Activity: Across the listing that follows, work out how many lines carry the string "tree". Provide that number and nothing else.

Source material:
□ □ □
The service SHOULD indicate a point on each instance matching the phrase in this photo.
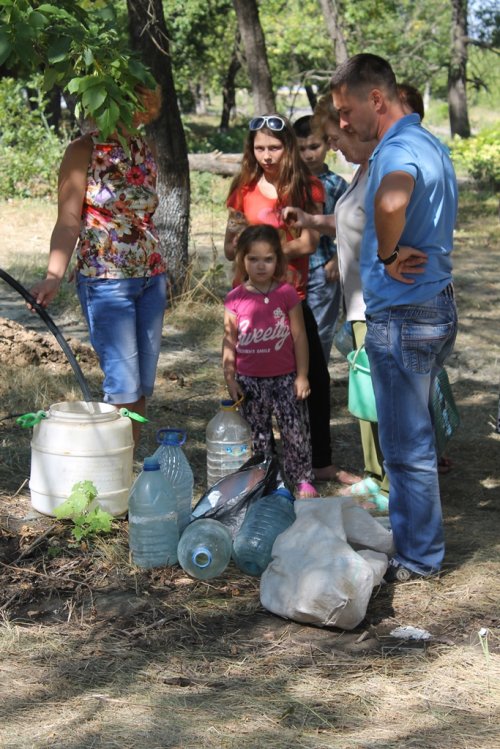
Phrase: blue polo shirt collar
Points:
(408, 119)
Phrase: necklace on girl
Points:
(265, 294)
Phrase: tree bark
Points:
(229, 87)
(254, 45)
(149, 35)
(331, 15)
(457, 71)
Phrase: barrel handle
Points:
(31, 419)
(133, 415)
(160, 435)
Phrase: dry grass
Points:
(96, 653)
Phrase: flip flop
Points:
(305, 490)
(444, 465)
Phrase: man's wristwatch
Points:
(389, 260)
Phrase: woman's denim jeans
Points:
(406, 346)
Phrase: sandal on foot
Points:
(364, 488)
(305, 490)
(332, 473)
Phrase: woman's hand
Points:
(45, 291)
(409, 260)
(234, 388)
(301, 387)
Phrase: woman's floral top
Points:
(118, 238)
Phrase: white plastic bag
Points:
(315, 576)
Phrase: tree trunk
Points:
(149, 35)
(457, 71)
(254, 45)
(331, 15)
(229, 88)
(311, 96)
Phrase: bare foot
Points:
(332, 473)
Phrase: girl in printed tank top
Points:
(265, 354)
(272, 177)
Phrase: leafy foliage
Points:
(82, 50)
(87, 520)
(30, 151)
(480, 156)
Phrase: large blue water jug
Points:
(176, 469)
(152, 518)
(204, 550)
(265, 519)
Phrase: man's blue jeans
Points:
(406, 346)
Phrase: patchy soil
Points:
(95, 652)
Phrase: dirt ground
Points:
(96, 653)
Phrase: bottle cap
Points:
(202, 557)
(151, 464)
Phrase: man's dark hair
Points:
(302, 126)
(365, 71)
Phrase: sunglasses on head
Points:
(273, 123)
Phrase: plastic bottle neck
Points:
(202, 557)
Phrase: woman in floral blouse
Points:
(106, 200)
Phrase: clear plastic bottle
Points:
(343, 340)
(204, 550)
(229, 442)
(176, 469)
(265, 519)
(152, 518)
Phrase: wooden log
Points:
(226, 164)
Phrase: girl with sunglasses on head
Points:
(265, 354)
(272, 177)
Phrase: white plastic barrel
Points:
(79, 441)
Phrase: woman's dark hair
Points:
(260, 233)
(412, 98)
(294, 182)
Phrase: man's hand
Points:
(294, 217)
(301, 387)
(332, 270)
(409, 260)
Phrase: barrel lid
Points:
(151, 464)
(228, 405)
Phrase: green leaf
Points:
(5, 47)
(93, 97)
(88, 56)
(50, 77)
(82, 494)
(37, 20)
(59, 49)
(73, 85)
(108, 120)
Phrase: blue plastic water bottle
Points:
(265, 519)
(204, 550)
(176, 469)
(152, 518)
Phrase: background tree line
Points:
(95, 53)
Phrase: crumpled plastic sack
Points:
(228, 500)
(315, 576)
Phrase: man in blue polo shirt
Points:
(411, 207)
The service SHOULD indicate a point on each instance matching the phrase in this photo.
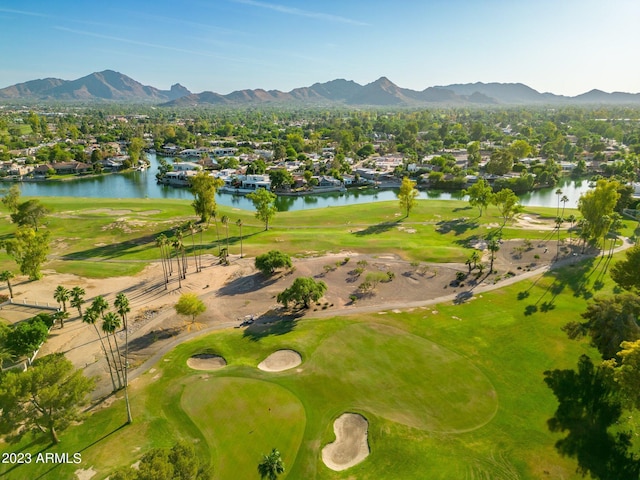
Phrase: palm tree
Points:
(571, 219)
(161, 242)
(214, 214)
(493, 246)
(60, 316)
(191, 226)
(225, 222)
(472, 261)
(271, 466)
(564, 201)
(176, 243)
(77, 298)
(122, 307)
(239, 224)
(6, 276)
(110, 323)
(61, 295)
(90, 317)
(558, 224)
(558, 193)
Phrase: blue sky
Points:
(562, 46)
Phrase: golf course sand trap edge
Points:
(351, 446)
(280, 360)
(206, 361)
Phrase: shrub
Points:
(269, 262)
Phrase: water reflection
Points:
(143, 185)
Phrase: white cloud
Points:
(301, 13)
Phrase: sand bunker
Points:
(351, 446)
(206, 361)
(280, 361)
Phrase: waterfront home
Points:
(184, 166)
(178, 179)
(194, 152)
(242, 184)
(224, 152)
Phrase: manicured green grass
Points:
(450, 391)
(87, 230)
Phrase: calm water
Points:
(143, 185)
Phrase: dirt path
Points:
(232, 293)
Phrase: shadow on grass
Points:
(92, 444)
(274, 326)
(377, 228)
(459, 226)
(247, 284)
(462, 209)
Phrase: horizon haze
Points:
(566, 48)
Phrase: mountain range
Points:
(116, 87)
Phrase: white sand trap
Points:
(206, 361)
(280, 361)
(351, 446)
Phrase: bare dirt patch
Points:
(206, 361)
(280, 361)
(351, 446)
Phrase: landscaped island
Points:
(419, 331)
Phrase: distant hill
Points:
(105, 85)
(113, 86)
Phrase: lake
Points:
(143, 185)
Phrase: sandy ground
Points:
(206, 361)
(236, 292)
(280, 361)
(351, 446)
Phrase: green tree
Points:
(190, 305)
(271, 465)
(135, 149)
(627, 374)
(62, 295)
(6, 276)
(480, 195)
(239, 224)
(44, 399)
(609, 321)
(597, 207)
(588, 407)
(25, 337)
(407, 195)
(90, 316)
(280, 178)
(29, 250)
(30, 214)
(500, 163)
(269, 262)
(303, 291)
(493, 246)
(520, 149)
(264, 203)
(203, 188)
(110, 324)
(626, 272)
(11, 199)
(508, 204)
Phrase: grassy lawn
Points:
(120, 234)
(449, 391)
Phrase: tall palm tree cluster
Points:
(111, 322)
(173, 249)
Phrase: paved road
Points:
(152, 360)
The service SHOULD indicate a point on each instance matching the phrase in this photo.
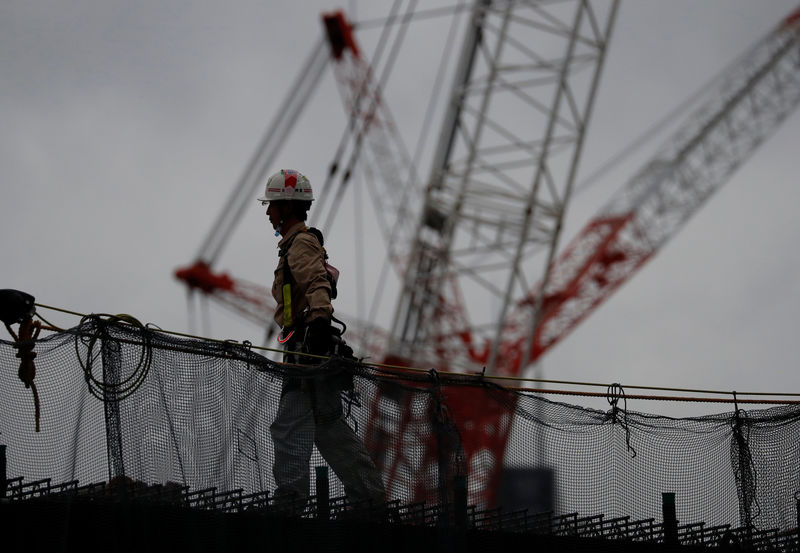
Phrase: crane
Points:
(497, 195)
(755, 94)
□ □ □
Result for this exercise: 6